### Task goal
Reproduce the commentary on the House of Commons health committee's CAMHS report below, word for word and in full.

The house of commons health committee report on Child & Adolescent Mental Health services (CAMHS) is out today, and it’s pretty strong stuff.
They call for a major re investment in services, particularly Early Intervention, backed up by clear service specifications with nationally agreed minimum standards. There’s also a welcome emphasis on psychiatric liaison in hospitals (thanks to Peter Hindley and Sebastian Kraemer)
They are rightly critical of NHS England and their slow response to the inpatient bed crisis, but are also aware of the perverse commissioning incentives driving this. In fact they agree with Norman Lamb that commissioning of CAMHS is wholly dysfunctional.
There’s a radical and welcome emphasis on mental health in schools, including mandatory training for teachers and OFSTED inspection, and (hurray!) mental health on the schools curriculum!
Finally, there’s an acknowledgement that throughout the system CAMHS is not prioritised, either by NHS England, the CQC, schools, Local Authorities, acute trusts and CCGs.
But if you thought that last sentence was confusing, you’re some way towards grasping the limitations of this report. Children and young people’s mental health has always been about more that specialist services, and has always required a ‘whole-system approach’ (see the 2008 CAMHS review, for instance), but the system has become so hopelessly complex with the latest reforms that no-one really has the levers of power any more, and it’s impossible for even as influential a body as this committee to do more than urge agencies to prioritise CAMHS.
There’s also a lot of detail that needs to be sorted out- it’s not clear that they have a clear view on how to sort out commissioning (who does?), or remove perverse incentives, or how to make schools have effective, evidence-based provision rather than the current random assortment of therapies and counsellors. But the government have appointed a CAMHS task force, which is working on these issues already (I was there this morning, and it’s a very energetic group!), so this will be sorted out in time….
Time….. there’s the rub. By the time the Task Force reports in March we’ll be deep in a General Election campaign, so nothing will happen till May at least. Meanwhile, children and young people will continue to be excluded from schools that can’t cope with them, self-harm while on waiting lists for overstretched services, and be carted around the country from police station to adult ward in search of an elusive CAMHS bed.
So what can we do? Well, I think the one thing we can do is make vulnerable children a political issue, not just today, but for the next 6 months, so that the political parties have to address this in their manifestos, have to talk about it during the campaign, and when in May we have a new government, they will have a mandate and a plan to sort this mess out.
And when does something become a political issue? When the electorate want it to be. Over to you.

### Supplied data
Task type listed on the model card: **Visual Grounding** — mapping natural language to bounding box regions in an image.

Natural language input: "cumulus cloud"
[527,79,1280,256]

### Task output
The house of commons health committee report on Child & Adolescent Mental Health services (CAMHS) is out today, and it’s pretty strong stuff.
They call for a major re investment in services, particularly Early Intervention, backed up by clear service specifications with nationally agreed minimum standards. There’s also a welcome emphasis on psychiatric liaison in hospitals (thanks to Peter Hindley and Sebastian Kraemer)
They are rightly critical of NHS England and their slow response to the inpatient bed crisis, but are also aware of the perverse commissioning incentives driving this. In fact they agree with Norman Lamb that commissioning of CAMHS is wholly dysfunctional.
There’s a radical and welcome emphasis on mental health in schools, including mandatory training for teachers and OFSTED inspection, and (hurray!) mental health on the schools curriculum!
Finally, there’s an acknowledgement that throughout the system CAMHS is not prioritised, either by NHS England, the CQC, schools, Local Authorities, acute trusts and CCGs.
But if you thought that last sentence was confusing, you’re some way towards grasping the limitations of this report. Children and young people’s mental health has always been about more that specialist services, and has always required a ‘whole-system approach’ (see the 2008 CAMHS review, for instance), but the system has become so hopelessly complex with the latest reforms that no-one really has the levers of power any more, and it’s impossible for even as influential a body as this committee to do more than urge agencies to prioritise CAMHS.
There’s also a lot of detail that needs to be sorted out- it’s not clear that they have a clear view on how to sort out commissioning (who does?), or remove perverse incentives, or how to make schools have effective, evidence-based provision rather than the current random assortment of therapies and counsellors. But the government have appointed a CAMHS task force, which is working on these issues already (I was there this morning, and it’s a very energetic group!), so this will be sorted out in time….
Time….. there’s the rub. By the time the Task Force reports in March we’ll be deep in a General Election campaign, so nothing will happen till May at least. Meanwhile, children and young people will continue to be excluded from schools that can’t cope with them, self-harm while on waiting lists for overstretched services, and be carted around the country from police station to adult ward in search of an elusive CAMHS bed.
So what can we do? Well, I think the one thing we can do is make vulnerable children a political issue, not just today, but for the next 6 months, so that the political parties have to address this in their manifestos, have to talk about it during the campaign, and when in May we have a new government, they will have a mandate and a plan to sort this mess out.
And when does something become a political issue? When the electorate want it to be. Over to you.